====== Extrait choisi

Alexandra Bilak à Algeriepatriotique : «La situation des réfugiés est le résultat d’un échec politique»
Alexandra Bilak est directrice du département recherche et des politiques de l’Observatoire des situations des déplacés internes du Conseil norvégien pour les réfugiés, auteur du rapport qui a fait état du chiffre effarant de 38 millions de réfugiés au 31 décembre 2014.
Algeriepatriotique : Dans son dernier rapport de 2015, le Conseil norvégien pour les réfugiés a révélé le chiffre record de 38 millions de déplacés internes à travers le monde. Quel commentaire faites-vous sur ces chiffres impressionnants ?
Alexandra Bilak : Effectivement, les chiffres sont impressionnants. Cela fait seize ans que l’Observatoire des situations des déplacés internes (IDMC) existe et ce sont les chiffres les plus élevés que nous avons recensés jusqu’à présent. Il faut comprendre que ce chiffre est un chiffre cumulatif. C’est le total de personnes déplacées au 31 décembre 2014. Il inclut les personnes qui ont été nouvellement déplacées suite à une crise entre le 1er janvier et le 31 décembre 2014 et toutes les personnes déplacées, pour certaines, depuis plusieurs années et qui n’ont pas trouvé de solutions durables à leur déplacement. Ce sont des personnes qui n’ont pas pu rentrer chez elles et n’ont pas pu s’installer de manière définitive à l’endroit où elles avaient trouvé refuge. Ce chiffre est vraiment effrayant.

============
====== Lignes de données

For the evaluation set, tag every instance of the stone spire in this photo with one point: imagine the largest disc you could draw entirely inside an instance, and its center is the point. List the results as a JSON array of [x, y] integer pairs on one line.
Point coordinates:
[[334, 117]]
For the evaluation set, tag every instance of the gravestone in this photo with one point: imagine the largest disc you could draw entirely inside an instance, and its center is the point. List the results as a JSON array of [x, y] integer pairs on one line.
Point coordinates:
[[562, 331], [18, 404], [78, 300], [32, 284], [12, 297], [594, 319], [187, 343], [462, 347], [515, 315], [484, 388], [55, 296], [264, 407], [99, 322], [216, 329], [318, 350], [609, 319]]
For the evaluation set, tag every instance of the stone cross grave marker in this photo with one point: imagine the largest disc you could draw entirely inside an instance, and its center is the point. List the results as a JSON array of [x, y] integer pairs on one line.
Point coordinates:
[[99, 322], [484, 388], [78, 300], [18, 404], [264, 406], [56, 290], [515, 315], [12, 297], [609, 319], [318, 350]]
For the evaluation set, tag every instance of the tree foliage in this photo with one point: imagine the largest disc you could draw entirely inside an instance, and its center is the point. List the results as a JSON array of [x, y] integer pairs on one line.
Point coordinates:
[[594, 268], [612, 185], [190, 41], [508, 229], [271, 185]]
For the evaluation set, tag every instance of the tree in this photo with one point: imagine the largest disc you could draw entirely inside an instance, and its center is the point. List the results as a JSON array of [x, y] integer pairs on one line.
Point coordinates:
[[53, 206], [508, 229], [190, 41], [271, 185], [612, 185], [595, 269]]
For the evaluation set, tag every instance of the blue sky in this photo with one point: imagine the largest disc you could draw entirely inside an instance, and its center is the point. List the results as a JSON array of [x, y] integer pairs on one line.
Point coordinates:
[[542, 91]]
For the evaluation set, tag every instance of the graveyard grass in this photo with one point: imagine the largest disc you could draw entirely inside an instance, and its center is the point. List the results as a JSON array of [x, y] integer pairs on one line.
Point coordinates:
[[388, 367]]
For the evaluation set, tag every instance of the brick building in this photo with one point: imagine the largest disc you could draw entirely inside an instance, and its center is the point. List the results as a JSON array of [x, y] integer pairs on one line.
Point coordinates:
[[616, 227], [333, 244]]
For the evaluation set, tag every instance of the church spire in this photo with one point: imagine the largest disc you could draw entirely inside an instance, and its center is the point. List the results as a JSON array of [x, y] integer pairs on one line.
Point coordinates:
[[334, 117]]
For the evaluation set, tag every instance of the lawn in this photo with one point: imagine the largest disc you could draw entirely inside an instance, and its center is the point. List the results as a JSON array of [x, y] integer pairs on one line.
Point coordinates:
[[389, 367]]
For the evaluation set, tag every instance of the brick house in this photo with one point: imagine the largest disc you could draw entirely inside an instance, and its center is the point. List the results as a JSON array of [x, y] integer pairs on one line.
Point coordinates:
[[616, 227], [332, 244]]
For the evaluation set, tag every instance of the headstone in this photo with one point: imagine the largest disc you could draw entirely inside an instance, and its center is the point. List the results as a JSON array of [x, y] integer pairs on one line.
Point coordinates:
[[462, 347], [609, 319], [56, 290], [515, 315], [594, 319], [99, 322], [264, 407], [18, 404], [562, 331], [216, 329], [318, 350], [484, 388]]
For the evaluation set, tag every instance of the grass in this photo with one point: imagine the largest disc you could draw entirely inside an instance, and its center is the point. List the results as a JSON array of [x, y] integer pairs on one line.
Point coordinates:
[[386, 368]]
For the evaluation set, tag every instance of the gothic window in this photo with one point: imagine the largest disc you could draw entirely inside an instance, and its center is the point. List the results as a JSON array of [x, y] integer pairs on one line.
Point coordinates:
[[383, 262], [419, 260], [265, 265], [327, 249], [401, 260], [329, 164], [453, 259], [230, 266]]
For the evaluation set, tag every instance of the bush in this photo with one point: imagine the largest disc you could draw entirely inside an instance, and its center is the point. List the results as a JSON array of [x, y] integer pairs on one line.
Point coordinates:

============

**Consigne écrite A:**
Extrayez mot pour mot de l'extrait choisi le passage qui commence aux mots « Alexandra Bilak est » et s'arrête après les mots « chiffres impressionnants ? ».
**Consigne écrite B:**
D'après l'extrait choisi, depuis combien de temps l'Observatoire des situations des déplacés internes existe-t-il ?
Les items constituent un matériau distinct de l'extrait choisi.

**Réponse complète A:**
Alexandra Bilak est directrice du département recherche et des politiques de l’Observatoire des situations des déplacés internes du Conseil norvégien pour les réfugiés, auteur du rapport qui a fait état du chiffre effarant de 38 millions de réfugiés au 31 décembre 2014.
Algeriepatriotique : Dans son dernier rapport de 2015, le Conseil norvégien pour les réfugiés a révélé le chiffre record de 38 millions de déplacés internes à travers le monde. Quel commentaire faites-vous sur ces chiffres impressionnants ?

**Réponse complète B:**
Depuis seize ans.